Point labeling examples
------------------------------------------------

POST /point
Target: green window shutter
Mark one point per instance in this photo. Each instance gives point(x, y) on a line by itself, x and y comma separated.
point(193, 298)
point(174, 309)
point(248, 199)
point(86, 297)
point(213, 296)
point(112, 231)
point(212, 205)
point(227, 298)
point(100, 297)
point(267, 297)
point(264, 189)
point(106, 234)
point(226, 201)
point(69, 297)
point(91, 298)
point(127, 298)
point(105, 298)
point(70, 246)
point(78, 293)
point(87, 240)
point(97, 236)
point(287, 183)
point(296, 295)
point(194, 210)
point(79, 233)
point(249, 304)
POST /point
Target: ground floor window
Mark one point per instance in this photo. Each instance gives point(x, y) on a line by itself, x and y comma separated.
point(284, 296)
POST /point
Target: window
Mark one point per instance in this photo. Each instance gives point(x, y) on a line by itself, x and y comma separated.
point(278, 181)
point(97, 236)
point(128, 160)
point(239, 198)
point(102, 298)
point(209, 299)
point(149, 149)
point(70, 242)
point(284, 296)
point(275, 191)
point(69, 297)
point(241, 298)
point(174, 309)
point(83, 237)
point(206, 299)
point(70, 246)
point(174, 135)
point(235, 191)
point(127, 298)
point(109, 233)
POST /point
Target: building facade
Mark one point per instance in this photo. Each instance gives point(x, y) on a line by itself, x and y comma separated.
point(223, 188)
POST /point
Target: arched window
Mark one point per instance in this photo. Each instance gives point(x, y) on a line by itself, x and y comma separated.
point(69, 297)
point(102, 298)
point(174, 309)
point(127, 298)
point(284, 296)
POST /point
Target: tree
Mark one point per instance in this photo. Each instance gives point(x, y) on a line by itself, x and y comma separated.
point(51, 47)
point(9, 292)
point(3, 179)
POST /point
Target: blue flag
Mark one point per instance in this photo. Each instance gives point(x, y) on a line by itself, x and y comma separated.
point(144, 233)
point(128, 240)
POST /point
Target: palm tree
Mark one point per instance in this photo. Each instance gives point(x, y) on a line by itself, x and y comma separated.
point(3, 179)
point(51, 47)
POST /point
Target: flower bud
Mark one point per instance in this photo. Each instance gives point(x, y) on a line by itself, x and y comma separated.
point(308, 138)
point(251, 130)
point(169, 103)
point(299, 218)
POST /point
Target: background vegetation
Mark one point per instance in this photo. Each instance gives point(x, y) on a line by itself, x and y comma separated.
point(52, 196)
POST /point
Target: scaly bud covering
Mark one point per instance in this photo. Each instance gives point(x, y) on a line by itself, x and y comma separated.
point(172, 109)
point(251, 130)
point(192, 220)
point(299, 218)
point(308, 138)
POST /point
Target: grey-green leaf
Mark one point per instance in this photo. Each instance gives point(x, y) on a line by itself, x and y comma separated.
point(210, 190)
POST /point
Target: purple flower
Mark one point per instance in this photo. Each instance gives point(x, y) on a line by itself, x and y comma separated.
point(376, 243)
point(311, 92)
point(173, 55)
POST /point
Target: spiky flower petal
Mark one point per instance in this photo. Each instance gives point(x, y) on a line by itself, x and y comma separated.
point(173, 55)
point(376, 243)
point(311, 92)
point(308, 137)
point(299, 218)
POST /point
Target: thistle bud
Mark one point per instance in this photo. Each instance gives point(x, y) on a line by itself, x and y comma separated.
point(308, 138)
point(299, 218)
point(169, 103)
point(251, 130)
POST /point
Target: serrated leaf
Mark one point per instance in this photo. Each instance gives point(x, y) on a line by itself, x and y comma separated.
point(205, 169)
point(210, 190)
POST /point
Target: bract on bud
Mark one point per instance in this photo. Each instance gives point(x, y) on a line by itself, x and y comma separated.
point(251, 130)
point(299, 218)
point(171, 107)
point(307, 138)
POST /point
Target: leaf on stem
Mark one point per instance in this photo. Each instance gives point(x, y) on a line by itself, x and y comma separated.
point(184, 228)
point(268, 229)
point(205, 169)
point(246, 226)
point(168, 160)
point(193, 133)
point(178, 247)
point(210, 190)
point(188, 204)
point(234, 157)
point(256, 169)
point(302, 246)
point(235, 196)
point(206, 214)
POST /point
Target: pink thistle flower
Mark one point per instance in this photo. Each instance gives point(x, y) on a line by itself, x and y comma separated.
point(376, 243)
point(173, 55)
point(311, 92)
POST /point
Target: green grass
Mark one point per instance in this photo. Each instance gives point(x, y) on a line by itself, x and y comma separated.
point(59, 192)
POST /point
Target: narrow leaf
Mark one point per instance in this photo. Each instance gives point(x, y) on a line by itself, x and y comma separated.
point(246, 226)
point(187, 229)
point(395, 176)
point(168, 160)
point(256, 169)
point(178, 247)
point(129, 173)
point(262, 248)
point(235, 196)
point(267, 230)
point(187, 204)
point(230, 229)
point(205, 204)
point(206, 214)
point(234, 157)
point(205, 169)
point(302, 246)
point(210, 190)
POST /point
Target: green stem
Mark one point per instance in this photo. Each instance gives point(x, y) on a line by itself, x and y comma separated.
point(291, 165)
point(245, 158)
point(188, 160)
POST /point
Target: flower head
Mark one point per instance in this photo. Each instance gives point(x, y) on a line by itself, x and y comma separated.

------------------------------------------------

> **Short task**
Reproduce the records word for word.

> **Answer to this exercise**
POST /point
Target: green window shutter
Mark one point per instance in this photo. Each instance gives point(x, y) on a line by itself, x and y comma separated.
point(193, 298)
point(174, 309)
point(248, 199)
point(86, 297)
point(213, 296)
point(112, 231)
point(212, 205)
point(227, 298)
point(100, 297)
point(267, 297)
point(264, 189)
point(106, 234)
point(226, 201)
point(69, 297)
point(91, 298)
point(127, 298)
point(105, 298)
point(70, 246)
point(78, 293)
point(87, 240)
point(97, 236)
point(287, 183)
point(296, 295)
point(194, 210)
point(79, 233)
point(249, 304)
POST /point
Target: ground floor window
Mark one point per instance in this photo. Each instance gives point(x, y) on a line by itself, x and y comma separated.
point(284, 296)
POST /point
Target: window
Mark one point per instance in this photo. Each instance gives point(x, y) on a line by itself, x and y comma separated.
point(278, 181)
point(97, 236)
point(128, 160)
point(239, 198)
point(102, 298)
point(209, 299)
point(149, 149)
point(70, 242)
point(284, 296)
point(275, 191)
point(69, 297)
point(241, 298)
point(174, 309)
point(83, 237)
point(206, 299)
point(70, 246)
point(174, 135)
point(235, 191)
point(127, 298)
point(109, 233)
POST /point
Target: building facade
Mark one point per instance in this photo. Each instance gives point(x, y) on a line by itself, x and y comma separated.
point(223, 188)
POST /point
Target: arched window
Mark one point per instance in this photo. Each instance gives point(x, y) on a line by itself, x and y comma separated.
point(69, 297)
point(102, 298)
point(174, 309)
point(127, 298)
point(284, 296)
POST /point
Target: tree
Mark one point per instance in this photo. Each instance gives point(x, y) on a line by itself, x and y comma separated.
point(51, 47)
point(9, 292)
point(3, 179)
POST /point
Target: blue flag
Mark one point per instance in this photo. Each instance gives point(x, y) on a line by itself, x and y comma separated.
point(144, 233)
point(128, 240)
POST /point
Target: palm tree
Mark one point per instance in this photo. Each instance gives point(x, y) on a line by itself, x and y comma separated.
point(3, 179)
point(51, 47)
POST /point
Target: flower bud
Mark one point per instance in this photo. Each instance gives point(x, y) on a line by itself, x and y comma separated.
point(308, 138)
point(251, 130)
point(169, 103)
point(299, 218)
POST /point
Target: background vegetation
Mark one point per instance in this photo. Each instance gives point(x, y) on a line by itself, x and y comma separated.
point(52, 196)
POST /point
Target: scaly bud covering
Mark one point per instance in this photo. Each instance gives point(x, y) on a line by itself, x and y comma separated.
point(172, 109)
point(251, 130)
point(192, 220)
point(299, 218)
point(308, 138)
POST /point
Target: grey-green leaf
Mark one point per instance in this photo. Each instance gives point(x, y) on a line by itself, x and y comma separated.
point(210, 190)
POST /point
Target: purple flower
Mark one point per instance in this photo. Each instance gives point(x, y) on a line by itself, x and y comma separated.
point(376, 243)
point(311, 92)
point(173, 55)
POST /point
Target: spiky flower petal
Mark one point per instance in this photo. Each instance gives point(x, y) on a line by itself, x and y comma separated.
point(173, 55)
point(376, 243)
point(311, 92)
point(308, 137)
point(299, 218)
POST /point
Target: thistle bud
Mark one point per instance in this photo. Each instance gives point(x, y) on a line by itself, x and y comma separated.
point(308, 138)
point(299, 218)
point(169, 103)
point(251, 130)
POST /point
Target: serrated leaf
Mark one point per instance in this photo. Each instance gives point(x, y) on a line by itself, x and y comma separated.
point(205, 169)
point(210, 190)
POST /point
Target: bract on bud
Mark one point per instance in this photo. Each instance gives point(x, y) on a line by itself, x and y comma separated.
point(251, 130)
point(299, 218)
point(171, 107)
point(307, 138)
POST /point
Target: leaf on stem
Mark one point per instance in this photo. Each instance gives point(x, y) on a line by itself, x and y comma separated.
point(184, 228)
point(268, 229)
point(205, 169)
point(246, 226)
point(168, 160)
point(193, 133)
point(178, 247)
point(210, 190)
point(188, 204)
point(234, 157)
point(256, 169)
point(302, 246)
point(235, 196)
point(206, 214)
POST /point
Target: pink thistle flower
Mark one point per instance in this photo. Each instance gives point(x, y) on a line by itself, x and y comma separated.
point(376, 243)
point(173, 55)
point(311, 92)
POST /point
Target: green grass
Mark one point per instance in this photo. Each instance gives point(x, y) on a line by itself, x and y comma separated.
point(59, 192)
POST /point
Target: narrow leaf
Mark one point per instance in this photo. Each instance gives point(x, y) on a line by itself, x and y comma separated.
point(246, 226)
point(187, 229)
point(395, 176)
point(168, 160)
point(256, 169)
point(178, 247)
point(129, 173)
point(262, 248)
point(235, 196)
point(267, 230)
point(187, 204)
point(230, 229)
point(205, 204)
point(206, 214)
point(234, 157)
point(205, 169)
point(302, 246)
point(210, 190)
POST /point
Target: green stem
Mark one point per instance in this photo. Each instance gives point(x, y) on a line by itself, x and y comma separated.
point(291, 165)
point(245, 158)
point(188, 160)
POST /point
Target: flower head
Mark one point per instance in this photo. Each instance gives point(x, y) on a line by itself, x and y comma separated.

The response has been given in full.